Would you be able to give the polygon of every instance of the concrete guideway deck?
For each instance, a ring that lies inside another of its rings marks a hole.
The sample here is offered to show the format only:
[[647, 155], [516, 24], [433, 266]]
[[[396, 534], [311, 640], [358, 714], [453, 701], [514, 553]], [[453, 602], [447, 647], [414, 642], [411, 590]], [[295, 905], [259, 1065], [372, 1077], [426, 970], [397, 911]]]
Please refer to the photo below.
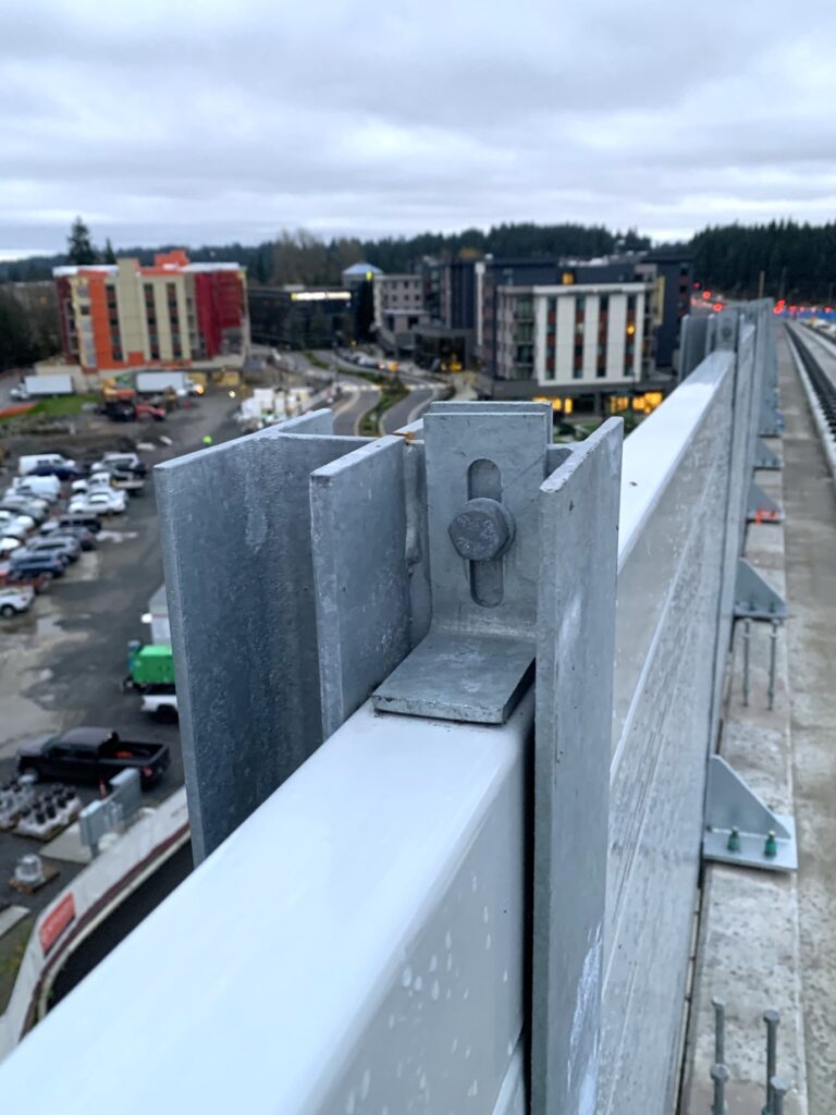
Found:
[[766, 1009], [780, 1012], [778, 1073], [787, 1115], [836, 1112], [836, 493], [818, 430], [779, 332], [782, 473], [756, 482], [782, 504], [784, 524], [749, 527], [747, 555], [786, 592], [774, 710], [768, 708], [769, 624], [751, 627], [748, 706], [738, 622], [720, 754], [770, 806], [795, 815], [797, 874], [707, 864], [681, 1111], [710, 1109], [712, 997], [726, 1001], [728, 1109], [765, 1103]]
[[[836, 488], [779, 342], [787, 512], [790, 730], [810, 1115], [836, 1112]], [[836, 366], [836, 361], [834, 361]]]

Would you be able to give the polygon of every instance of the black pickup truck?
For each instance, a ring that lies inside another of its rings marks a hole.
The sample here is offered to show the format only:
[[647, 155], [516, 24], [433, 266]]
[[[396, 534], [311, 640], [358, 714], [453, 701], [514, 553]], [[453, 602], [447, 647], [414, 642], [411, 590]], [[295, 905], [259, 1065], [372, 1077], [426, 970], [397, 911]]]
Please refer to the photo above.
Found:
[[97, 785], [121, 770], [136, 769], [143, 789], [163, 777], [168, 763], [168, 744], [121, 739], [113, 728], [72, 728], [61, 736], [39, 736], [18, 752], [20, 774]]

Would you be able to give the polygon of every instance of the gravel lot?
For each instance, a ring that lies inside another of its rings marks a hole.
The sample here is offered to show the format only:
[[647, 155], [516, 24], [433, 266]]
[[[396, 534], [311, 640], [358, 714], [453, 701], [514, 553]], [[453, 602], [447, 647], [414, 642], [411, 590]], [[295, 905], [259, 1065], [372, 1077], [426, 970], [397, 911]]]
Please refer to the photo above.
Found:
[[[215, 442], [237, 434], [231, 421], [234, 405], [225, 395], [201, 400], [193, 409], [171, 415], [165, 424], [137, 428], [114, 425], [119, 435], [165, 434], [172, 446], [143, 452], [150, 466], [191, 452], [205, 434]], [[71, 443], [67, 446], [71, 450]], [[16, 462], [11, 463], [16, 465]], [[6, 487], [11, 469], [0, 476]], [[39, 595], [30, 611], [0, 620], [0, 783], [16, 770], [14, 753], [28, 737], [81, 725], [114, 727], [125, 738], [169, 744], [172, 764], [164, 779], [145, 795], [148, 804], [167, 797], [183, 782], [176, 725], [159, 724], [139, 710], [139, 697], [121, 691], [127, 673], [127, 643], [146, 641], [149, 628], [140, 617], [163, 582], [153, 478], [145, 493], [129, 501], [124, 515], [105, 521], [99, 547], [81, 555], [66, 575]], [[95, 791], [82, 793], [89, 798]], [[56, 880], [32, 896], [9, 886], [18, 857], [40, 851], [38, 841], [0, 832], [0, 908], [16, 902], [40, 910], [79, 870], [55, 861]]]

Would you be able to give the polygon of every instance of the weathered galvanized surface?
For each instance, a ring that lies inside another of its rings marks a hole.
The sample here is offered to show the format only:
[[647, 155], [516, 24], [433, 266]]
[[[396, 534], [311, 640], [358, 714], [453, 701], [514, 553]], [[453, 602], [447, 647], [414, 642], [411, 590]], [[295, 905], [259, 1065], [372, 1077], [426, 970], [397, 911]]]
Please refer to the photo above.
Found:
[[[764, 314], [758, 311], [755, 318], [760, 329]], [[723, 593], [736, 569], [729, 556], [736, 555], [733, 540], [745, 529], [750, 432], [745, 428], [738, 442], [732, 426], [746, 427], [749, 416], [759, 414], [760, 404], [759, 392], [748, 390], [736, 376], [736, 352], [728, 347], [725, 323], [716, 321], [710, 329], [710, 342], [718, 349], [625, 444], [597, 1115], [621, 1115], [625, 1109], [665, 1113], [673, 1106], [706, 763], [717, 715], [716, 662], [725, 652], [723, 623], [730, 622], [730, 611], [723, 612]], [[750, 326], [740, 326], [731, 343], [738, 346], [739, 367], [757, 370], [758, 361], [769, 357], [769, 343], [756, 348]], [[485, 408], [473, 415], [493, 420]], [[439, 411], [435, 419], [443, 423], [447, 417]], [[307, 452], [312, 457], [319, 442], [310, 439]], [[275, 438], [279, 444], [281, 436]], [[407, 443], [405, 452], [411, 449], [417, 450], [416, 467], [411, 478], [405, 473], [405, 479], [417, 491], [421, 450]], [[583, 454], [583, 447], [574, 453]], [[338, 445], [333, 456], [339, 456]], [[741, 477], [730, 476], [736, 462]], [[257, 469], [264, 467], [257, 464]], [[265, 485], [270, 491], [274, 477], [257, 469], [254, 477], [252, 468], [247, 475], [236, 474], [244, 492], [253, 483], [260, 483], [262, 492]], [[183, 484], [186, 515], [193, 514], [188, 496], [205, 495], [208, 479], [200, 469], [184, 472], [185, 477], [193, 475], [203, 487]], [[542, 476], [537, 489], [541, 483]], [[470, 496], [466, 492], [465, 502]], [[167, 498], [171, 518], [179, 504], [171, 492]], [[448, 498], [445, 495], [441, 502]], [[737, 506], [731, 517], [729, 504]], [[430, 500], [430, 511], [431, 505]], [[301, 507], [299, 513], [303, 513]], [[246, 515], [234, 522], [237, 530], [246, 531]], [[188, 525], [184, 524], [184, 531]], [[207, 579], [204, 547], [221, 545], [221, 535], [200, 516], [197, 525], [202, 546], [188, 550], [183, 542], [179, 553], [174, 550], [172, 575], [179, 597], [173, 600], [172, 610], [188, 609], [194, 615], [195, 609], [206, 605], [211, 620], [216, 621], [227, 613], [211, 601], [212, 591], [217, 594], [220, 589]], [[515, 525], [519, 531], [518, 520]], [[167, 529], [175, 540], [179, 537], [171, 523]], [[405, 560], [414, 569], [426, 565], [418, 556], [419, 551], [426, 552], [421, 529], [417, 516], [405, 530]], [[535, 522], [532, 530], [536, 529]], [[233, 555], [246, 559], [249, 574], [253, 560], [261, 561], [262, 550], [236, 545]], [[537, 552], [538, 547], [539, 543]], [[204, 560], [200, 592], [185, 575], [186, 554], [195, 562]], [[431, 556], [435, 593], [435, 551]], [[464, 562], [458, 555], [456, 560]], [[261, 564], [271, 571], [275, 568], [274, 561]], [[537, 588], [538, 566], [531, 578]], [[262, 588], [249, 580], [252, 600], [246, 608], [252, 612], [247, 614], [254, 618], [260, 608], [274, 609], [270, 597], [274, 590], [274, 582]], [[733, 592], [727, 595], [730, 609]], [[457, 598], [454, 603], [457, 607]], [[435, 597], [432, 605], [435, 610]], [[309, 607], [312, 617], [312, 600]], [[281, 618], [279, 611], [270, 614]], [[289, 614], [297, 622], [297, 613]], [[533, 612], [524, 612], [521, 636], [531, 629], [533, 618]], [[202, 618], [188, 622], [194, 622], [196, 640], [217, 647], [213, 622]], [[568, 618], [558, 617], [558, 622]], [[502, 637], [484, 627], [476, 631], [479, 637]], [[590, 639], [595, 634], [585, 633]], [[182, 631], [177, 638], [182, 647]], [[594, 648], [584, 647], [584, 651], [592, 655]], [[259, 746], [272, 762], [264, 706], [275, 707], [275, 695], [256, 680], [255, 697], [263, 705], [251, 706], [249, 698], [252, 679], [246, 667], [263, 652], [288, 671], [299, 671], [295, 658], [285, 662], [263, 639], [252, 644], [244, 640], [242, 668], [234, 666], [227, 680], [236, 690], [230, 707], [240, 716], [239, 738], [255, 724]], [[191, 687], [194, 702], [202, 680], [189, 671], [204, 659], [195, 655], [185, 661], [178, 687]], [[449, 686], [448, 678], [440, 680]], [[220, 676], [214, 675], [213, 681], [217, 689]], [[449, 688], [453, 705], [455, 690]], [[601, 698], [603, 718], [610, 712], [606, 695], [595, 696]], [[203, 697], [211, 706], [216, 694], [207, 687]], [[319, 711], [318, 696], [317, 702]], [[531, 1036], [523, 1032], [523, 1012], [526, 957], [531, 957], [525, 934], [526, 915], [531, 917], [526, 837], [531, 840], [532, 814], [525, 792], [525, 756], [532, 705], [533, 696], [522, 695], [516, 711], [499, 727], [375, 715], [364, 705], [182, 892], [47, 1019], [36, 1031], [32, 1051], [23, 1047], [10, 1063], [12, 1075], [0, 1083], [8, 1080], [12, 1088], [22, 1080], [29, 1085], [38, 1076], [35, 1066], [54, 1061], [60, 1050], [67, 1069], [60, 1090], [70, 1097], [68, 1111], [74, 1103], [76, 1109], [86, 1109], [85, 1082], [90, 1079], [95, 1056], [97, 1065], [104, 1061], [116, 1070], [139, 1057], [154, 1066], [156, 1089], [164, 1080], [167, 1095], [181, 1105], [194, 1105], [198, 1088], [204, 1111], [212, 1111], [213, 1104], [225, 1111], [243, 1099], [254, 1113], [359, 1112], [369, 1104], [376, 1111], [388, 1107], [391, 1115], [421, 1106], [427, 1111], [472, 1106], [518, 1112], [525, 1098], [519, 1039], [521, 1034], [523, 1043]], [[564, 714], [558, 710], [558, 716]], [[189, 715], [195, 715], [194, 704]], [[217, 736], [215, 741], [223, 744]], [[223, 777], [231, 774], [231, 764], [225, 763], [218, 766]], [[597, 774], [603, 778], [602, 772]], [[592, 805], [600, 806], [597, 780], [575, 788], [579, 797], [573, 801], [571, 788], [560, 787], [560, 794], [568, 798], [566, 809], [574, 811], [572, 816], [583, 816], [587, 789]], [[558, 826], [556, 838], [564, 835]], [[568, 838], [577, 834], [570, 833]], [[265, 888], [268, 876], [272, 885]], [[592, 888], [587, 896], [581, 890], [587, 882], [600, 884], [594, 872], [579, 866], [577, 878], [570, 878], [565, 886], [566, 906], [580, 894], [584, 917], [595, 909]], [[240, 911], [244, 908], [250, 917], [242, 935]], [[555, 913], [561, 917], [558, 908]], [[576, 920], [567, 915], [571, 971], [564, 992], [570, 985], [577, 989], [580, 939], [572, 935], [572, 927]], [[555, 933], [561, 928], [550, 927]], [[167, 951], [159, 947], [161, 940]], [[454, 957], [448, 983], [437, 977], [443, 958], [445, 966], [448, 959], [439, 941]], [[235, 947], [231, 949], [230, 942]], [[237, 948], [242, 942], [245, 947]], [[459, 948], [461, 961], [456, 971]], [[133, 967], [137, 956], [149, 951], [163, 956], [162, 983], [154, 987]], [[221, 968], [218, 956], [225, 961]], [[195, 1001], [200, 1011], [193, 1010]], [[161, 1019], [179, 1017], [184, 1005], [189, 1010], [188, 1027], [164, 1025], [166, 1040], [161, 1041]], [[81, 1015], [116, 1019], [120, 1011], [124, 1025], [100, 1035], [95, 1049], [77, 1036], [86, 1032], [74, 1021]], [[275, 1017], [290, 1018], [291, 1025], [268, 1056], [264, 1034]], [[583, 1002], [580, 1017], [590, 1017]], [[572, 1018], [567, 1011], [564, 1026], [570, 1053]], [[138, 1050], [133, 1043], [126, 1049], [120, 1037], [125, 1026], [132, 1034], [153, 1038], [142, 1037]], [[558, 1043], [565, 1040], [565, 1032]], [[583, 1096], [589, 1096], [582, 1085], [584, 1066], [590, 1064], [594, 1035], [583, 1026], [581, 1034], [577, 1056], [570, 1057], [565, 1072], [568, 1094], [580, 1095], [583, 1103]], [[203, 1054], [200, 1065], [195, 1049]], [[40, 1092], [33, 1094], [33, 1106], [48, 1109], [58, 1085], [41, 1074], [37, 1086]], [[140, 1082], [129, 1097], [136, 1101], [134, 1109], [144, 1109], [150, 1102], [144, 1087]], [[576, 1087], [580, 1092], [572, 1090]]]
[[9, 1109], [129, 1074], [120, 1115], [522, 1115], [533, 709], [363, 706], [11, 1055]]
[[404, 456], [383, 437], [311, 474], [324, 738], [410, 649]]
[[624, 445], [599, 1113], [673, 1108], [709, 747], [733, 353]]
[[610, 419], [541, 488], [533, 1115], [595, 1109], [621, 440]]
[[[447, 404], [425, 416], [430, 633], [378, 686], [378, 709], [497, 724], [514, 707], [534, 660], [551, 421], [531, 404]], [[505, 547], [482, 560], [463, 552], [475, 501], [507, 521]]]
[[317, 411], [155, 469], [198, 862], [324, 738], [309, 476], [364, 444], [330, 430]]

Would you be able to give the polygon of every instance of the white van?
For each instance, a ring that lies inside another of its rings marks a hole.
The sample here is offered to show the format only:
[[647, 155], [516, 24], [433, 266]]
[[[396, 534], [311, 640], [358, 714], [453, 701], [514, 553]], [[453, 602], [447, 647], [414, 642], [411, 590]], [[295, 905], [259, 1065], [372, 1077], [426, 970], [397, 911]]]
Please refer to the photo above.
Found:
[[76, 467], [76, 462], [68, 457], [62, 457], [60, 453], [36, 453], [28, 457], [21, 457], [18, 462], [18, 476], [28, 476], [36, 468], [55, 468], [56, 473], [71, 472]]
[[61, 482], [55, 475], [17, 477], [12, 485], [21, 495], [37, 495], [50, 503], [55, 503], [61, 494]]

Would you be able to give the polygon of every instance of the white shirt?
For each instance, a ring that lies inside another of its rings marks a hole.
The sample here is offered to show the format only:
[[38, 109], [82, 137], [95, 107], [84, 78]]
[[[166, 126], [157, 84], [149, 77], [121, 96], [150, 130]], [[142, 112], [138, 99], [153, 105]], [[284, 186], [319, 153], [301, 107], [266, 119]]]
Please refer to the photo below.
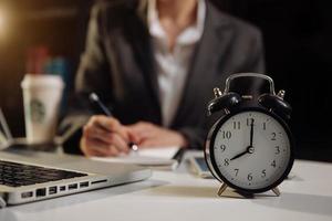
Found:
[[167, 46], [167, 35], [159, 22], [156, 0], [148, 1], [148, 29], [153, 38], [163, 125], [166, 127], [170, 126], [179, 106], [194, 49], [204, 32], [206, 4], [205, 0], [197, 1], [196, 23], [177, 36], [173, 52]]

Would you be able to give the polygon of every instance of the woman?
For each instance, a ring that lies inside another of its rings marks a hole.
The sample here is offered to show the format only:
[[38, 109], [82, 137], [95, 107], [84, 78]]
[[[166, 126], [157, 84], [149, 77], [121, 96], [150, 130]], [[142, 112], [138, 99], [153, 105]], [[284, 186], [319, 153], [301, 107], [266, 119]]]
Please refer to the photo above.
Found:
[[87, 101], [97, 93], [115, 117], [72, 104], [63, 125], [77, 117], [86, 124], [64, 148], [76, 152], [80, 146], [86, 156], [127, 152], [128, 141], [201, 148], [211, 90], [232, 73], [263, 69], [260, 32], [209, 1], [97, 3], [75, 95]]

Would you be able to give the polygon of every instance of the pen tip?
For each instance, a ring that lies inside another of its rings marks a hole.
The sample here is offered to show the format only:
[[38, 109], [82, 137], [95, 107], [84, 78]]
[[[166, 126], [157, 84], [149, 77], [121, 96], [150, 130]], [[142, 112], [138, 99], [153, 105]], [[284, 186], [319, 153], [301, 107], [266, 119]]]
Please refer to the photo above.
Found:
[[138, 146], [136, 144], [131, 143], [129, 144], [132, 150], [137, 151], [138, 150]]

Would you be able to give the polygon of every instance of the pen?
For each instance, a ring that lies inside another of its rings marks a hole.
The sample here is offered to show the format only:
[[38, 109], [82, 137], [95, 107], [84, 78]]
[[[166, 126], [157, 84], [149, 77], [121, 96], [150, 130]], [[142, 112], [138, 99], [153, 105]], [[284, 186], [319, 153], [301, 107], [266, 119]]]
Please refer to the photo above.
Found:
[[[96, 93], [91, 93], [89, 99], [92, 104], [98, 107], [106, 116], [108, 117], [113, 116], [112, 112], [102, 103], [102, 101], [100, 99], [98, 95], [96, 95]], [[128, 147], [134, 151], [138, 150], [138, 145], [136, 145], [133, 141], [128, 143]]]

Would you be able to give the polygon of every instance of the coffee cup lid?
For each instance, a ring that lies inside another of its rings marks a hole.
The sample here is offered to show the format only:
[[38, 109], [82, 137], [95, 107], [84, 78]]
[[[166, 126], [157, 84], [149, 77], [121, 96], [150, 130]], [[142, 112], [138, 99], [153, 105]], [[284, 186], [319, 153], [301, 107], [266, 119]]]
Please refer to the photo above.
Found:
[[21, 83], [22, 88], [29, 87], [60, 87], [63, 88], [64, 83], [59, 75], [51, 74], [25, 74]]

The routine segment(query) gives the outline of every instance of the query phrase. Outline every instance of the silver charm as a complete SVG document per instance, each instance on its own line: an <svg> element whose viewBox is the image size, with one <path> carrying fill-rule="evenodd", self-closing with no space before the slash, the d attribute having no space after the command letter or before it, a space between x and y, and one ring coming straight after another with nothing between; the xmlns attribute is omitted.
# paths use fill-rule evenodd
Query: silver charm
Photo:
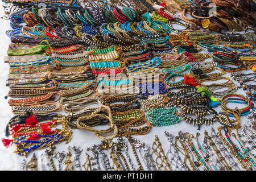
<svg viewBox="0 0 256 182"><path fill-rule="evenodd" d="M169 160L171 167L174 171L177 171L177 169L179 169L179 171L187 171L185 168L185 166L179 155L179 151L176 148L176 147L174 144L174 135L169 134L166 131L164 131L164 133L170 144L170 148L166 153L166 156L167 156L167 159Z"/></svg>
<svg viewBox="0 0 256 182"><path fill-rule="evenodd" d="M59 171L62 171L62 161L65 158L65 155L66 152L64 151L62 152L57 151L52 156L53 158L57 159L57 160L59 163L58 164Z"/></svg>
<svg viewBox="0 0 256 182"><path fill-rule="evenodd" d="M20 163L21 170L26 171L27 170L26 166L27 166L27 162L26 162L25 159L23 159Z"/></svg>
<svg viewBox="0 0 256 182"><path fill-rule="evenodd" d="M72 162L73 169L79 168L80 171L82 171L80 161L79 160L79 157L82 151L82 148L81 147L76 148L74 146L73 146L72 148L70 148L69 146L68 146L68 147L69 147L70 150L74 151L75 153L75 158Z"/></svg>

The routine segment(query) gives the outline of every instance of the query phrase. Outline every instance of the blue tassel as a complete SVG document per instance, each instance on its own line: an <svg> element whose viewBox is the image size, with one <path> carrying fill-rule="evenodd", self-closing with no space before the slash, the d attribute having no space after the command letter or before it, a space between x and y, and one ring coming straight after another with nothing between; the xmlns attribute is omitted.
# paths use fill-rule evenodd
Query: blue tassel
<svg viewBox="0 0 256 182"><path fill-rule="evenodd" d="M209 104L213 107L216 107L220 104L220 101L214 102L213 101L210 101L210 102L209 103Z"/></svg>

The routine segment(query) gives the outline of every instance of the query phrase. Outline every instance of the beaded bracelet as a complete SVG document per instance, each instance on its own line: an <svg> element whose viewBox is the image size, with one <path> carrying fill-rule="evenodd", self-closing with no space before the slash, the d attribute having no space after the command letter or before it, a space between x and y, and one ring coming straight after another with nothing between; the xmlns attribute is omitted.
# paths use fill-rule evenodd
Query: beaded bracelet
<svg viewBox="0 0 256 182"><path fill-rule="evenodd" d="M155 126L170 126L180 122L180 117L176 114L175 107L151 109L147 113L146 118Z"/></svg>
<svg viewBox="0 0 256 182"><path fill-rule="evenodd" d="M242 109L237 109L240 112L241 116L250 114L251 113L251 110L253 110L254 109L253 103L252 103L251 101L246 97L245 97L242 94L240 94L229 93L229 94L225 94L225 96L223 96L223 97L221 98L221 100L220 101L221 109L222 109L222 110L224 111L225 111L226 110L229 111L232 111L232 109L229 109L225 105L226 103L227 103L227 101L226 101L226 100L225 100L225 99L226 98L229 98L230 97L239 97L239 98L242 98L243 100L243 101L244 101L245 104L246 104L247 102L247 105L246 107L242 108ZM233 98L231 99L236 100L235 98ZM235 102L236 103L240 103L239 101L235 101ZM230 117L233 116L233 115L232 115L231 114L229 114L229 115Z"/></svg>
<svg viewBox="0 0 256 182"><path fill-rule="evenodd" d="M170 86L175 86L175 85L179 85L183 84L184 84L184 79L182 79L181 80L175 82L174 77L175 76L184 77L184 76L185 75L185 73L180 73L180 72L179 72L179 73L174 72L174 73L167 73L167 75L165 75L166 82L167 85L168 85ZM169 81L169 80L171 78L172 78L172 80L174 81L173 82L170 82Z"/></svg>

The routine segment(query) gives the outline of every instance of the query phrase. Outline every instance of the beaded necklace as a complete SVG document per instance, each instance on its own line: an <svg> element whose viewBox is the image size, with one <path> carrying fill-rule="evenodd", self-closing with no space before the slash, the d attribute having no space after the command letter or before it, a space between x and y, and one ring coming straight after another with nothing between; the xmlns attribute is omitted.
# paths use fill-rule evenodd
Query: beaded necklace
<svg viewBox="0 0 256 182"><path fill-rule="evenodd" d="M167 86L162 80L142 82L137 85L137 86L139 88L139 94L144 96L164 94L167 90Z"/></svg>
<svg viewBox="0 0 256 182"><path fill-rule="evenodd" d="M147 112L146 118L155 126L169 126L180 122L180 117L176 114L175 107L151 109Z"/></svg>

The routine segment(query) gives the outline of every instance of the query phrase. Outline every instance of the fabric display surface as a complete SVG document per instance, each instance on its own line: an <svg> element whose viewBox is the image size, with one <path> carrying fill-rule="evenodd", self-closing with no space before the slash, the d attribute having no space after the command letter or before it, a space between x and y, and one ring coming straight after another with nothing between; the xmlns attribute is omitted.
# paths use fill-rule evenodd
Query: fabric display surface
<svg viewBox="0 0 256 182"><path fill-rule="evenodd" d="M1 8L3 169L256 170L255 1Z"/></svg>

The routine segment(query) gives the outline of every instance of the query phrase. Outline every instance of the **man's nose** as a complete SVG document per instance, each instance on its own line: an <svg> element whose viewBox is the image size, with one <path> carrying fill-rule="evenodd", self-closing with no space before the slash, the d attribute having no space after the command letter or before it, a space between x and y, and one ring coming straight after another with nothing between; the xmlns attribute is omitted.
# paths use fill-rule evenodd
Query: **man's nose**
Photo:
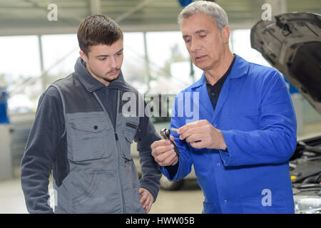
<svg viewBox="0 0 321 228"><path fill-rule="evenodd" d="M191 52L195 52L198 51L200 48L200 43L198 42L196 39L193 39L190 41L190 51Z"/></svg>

» **Requirement**: Return everything in the records from the line containing "of the silver" down to the line containing "160L171 167L174 171L177", copied exactly and including both of those lines. Leave the pictures out.

» **Exercise output**:
The routine segment(query) gives the outline of every instance of the query phrase. Outline every instance of the silver charm as a complete SVG document per instance, each instance on its own line: an <svg> element whose viewBox is the image size, with one <path> carrying fill-rule="evenodd", self-closing with no space before the slash, the d attribute having no space after the command letter or before it, a space between x and y, and one ring coming straight after another with nothing between; the xmlns attribute is omitted.
# paths use fill-rule evenodd
Query: silver charm
Photo:
<svg viewBox="0 0 256 182"><path fill-rule="evenodd" d="M169 160L171 167L174 171L177 171L177 169L179 169L179 171L187 171L185 168L185 166L179 155L179 151L176 148L176 147L174 144L174 135L169 134L166 131L164 131L164 133L170 144L170 148L166 153L166 156L167 156L167 159Z"/></svg>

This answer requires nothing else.